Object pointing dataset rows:

::::::::

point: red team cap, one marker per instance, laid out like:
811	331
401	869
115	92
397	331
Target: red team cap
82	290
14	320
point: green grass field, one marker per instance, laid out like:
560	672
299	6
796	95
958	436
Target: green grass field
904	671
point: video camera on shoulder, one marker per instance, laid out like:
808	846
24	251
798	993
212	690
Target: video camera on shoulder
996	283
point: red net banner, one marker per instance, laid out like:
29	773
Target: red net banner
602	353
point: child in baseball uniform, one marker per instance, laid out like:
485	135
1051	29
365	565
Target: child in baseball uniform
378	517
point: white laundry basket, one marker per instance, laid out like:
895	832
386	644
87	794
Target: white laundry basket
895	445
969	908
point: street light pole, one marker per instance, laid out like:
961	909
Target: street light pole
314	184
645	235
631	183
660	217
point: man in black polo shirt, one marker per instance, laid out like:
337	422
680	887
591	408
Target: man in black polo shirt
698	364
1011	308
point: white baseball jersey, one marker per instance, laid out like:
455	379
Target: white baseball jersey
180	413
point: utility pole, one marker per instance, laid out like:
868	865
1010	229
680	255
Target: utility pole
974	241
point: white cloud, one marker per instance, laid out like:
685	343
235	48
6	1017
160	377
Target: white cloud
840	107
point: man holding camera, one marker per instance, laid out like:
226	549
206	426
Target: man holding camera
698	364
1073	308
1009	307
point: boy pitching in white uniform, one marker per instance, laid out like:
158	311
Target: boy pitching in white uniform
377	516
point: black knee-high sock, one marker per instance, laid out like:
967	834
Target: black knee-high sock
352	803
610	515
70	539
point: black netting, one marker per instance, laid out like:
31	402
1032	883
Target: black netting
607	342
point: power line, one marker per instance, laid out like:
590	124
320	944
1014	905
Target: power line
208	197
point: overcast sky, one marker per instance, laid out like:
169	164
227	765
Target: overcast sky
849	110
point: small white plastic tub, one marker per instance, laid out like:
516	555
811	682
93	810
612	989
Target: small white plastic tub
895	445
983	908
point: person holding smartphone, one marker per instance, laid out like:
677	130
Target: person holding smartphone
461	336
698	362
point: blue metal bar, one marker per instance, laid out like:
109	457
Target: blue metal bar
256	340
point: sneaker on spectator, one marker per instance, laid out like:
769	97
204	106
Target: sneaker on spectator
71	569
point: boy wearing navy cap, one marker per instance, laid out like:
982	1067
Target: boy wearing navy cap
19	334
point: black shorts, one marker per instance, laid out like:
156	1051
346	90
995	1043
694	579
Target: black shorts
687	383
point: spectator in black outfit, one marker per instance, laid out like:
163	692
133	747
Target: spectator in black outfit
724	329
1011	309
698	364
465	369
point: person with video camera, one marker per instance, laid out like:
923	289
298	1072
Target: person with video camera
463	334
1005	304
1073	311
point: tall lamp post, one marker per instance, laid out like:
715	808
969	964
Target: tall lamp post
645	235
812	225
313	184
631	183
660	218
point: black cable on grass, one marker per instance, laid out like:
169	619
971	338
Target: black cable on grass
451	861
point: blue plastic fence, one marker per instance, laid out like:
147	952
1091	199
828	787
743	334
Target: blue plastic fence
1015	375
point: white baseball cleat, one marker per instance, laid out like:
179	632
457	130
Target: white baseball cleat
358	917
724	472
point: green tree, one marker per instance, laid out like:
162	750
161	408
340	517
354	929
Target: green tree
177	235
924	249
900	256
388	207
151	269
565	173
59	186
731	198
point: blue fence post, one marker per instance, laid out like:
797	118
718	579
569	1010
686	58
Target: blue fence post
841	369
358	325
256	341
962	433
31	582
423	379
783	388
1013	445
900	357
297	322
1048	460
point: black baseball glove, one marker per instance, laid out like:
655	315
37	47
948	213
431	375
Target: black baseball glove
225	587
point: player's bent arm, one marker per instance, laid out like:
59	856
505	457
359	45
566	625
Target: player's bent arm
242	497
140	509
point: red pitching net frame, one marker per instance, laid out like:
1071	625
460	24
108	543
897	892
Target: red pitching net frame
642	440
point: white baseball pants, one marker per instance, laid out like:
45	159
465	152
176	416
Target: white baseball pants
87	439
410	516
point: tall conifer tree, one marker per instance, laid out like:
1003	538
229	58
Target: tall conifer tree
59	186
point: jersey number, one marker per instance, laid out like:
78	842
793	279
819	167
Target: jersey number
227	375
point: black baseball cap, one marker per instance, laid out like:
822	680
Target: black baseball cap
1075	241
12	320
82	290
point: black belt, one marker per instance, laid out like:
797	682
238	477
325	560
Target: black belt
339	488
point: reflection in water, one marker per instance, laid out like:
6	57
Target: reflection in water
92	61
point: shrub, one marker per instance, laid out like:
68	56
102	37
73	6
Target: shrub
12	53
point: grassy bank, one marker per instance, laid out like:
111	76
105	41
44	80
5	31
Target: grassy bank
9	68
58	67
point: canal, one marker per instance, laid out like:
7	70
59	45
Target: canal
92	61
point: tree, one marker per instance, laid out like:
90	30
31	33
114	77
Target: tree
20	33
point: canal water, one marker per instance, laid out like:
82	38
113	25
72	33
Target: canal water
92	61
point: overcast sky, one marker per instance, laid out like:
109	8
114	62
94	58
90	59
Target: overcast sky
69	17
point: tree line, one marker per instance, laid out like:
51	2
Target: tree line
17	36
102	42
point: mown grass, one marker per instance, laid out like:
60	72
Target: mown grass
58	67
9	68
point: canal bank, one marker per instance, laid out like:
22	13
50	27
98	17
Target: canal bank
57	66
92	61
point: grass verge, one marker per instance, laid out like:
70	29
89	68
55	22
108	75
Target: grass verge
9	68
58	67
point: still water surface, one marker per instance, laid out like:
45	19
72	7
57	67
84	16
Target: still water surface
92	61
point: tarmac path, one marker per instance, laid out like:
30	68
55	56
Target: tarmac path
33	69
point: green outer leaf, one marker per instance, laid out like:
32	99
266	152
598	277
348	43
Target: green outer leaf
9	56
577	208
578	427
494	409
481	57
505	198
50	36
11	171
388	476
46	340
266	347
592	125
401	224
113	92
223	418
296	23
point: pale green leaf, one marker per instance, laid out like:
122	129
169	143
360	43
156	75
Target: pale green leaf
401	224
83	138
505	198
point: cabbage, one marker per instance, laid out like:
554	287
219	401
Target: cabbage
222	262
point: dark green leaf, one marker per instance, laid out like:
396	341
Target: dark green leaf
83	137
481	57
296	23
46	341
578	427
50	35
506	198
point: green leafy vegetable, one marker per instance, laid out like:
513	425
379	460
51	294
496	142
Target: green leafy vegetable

::::::::

§ **What is being asked**:
Above are some records; extract every one of them exactly.

§ **Written solution**:
point: red team cap, one marker per instance, laid out like:
811	331
401	869
115	92
397	331
Target: red team cap
82	290
14	320
point: green grass field, one marker per instance, laid out like:
560	672
299	6
796	95
958	436
Target: green grass field
904	671
point: video camera on shoulder, one marker per instance, laid out like:
808	846
24	251
798	993
212	690
Target: video camera on shoulder
996	283
point: red net banner, one marker per instance, laid out like:
29	773
Target: red net banner
602	353
point: child in baseball uniform, one marker per instance, laid out like:
485	135
1051	29
365	565
Target: child in baseball uniform
378	517
point: white laundry basket, one marker per instance, laid out like:
895	832
386	644
87	794
Target: white laundry basket
895	445
969	908
point: street light pole, one marker per instance, laid out like:
961	909
Target: street light pole
314	184
645	235
631	183
660	217
point: man in black polo shirt, one marker per instance, laid out like:
337	422
680	887
591	408
Target: man in black polo shirt
698	364
1011	308
point: white baseball jersey, one marker per instance, laid out like:
455	379
Target: white baseball jersey
180	413
point: utility pole, one marker per instance, laid out like:
868	865
1010	229
680	255
Target: utility pole
974	241
point: white cloud, one marker per instance, laid out like:
685	343
235	48
6	1017
160	377
Target: white cloud
840	107
point: man holding camera, one marker per instance, laid out like:
226	549
206	426
Target: man holding camera
698	364
1073	308
1009	307
point: boy pitching in white uniform, one marker per instance, laid out like:
158	311
Target: boy pitching in white uniform
377	516
point: black knee-high sock, one marker per instance, laid out like:
967	834
Target: black knee-high sock
352	803
610	515
70	539
point: black netting, one marker per instance, laid out like:
31	402
1032	883
Target: black netting
607	342
point: power line, one marker per instance, laid out like:
590	124
320	944
1014	905
Target: power line
208	197
point: overcast sky, one marker per instance, laid out like:
169	164
227	765
Target: overcast sky
849	110
point: small white plastic tub, one marker per instance, laid out like:
516	555
811	682
93	810
612	989
Target: small white plastic tub
895	445
983	908
point: person holding smartphone, one marker per instance, laid out like:
677	130
Target: person holding smartphone
461	336
698	362
point: blue metal bar, one marker per instance, laid out like:
109	457
Target: blue metal bar
256	340
point: sneaker on spectator, one marker per instance, laid out like:
769	97
204	106
Target: sneaker on spectator
71	569
point: boy wearing navy cap, one marker per instance, laid out like:
982	1067
Target: boy wearing navy cap
19	334
point: black shorts, one marker per instance, laid out like:
156	1051
346	90
995	1043
694	579
Target: black shorts
687	383
point: spectator in black outfit, one marker per instance, laid out like:
163	692
133	747
Target: spectator in black outfit
724	329
1011	309
698	364
465	369
point: person with video camera, one marker per instance, laid out like:
923	289
298	1072
Target: person with video camera
463	334
1005	304
1073	311
point: tall lamp post, one marker per instance, laid out like:
715	808
969	964
Target: tall lamp post
645	235
812	225
313	184
631	183
660	218
point: black cable on grass, one marker per instance, laid out like:
169	619
971	338
Target: black cable on grass
451	861
point: blue plastic fence, one marker per instance, laid out like:
147	952
1091	199
828	787
743	334
Target: blue plastic fence
1015	375
point: white baseball cleat, one marker per instance, laid out like:
179	632
457	130
Target: white baseball cleat
358	917
724	472
point: green tree, one marker per instance, laid out like:
162	750
161	408
340	517
354	929
Target: green tree
177	235
924	249
900	256
388	207
151	269
565	173
59	186
731	198
point: blue fence post, one marker per instance, laid out like:
797	118
718	579
569	1010
686	58
Target: blue fence post
841	369
358	325
256	341
962	433
31	582
423	379
783	388
1013	445
900	357
297	322
1048	460
point: black baseball glove, one marker per instance, laid out like:
655	315
37	47
948	213
431	375
Target: black baseball glove
225	587
point: player's bent arm, one marker per instance, laid out like:
59	856
505	457
359	45
566	625
Target: player's bent arm
242	497
140	509
point: red pitching net frame, one marker per instance, laid out like:
1071	625
460	24
108	543
897	892
Target: red pitching net frame
642	440
point: white baseball pants, one marker per instance, laid out like:
45	159
465	152
176	416
Target: white baseball pants
87	439
410	516
point: tall conifer tree, one marker per instance, laid out like:
1003	538
229	58
Target: tall conifer tree
59	186
point: jersey number, one marker per instance, laid out like:
78	842
793	279
819	167
Target: jersey number
227	375
point: black baseball cap, one marker per instance, laid out like:
822	680
Target: black baseball cap
1075	241
12	320
82	290
point: black belt, one marker per instance, laid out like:
797	682
238	477
325	560
Target: black belt
339	488
point: reflection in water, one marker per instance, laid out like:
6	57
Target: reflection in water
92	61
point: shrub, one marker per instance, laid out like:
68	56
102	37
73	6
Target: shrub
12	53
point: grassy bank, one marker per instance, laid out like:
111	76
105	41
44	80
5	31
Target: grassy bank
9	68
58	67
point: canal, one marker per instance, laid out like:
7	70
59	45
Target: canal
92	61
point: tree, one marker per instance, laid out like:
90	30
31	33
114	77
Target: tree
20	33
point: canal water, one marker per instance, laid out like:
82	38
113	25
72	33
Target: canal water
92	61
point: overcast sky, one marker per instance, laid out like:
109	8
114	62
94	58
90	59
Target: overcast sky
69	17
point: tree line, one marker per instance, laid out like:
51	2
Target: tree line
17	36
102	42
point: mown grass, one marker per instance, laid out like:
60	72
Target: mown grass
58	67
9	68
point: canal bank, one marker per instance, laid out like:
22	13
50	27
98	17
Target: canal bank
57	66
92	61
point: grass verge, one marker per instance, laid out like:
70	29
89	68
55	22
108	75
Target: grass verge
9	68
58	67
point: still water surface, one marker per instance, laid out like:
45	19
72	7
57	67
84	16
Target: still water surface
92	61
point: tarmac path, one marker per instance, laid out like:
30	68
55	56
Target: tarmac path
33	69
point: green outer leaf, one marker per instance, laid out like:
32	99
266	152
598	277
348	43
Target: green outer leaf
9	56
577	208
578	427
494	409
481	57
505	198
50	36
11	171
388	476
46	340
266	347
592	125
401	224
113	92
223	418
296	23
point: pale green leaf, one marker per instance, laid out like:
122	129
169	143
360	43
156	75
Target: pale green leaf
401	224
83	138
505	198
point: cabbage, one marker per instance, laid out like:
554	287
219	401
Target: cabbage
222	262
point: dark green leaf, one marker per instance, laid out like:
396	341
Target: dark green leaf
83	137
481	57
296	23
46	341
578	427
50	35
506	198
point: green leafy vegetable, one marker per instance, laid out like:
513	425
379	460
51	294
496	142
Target: green leafy vegetable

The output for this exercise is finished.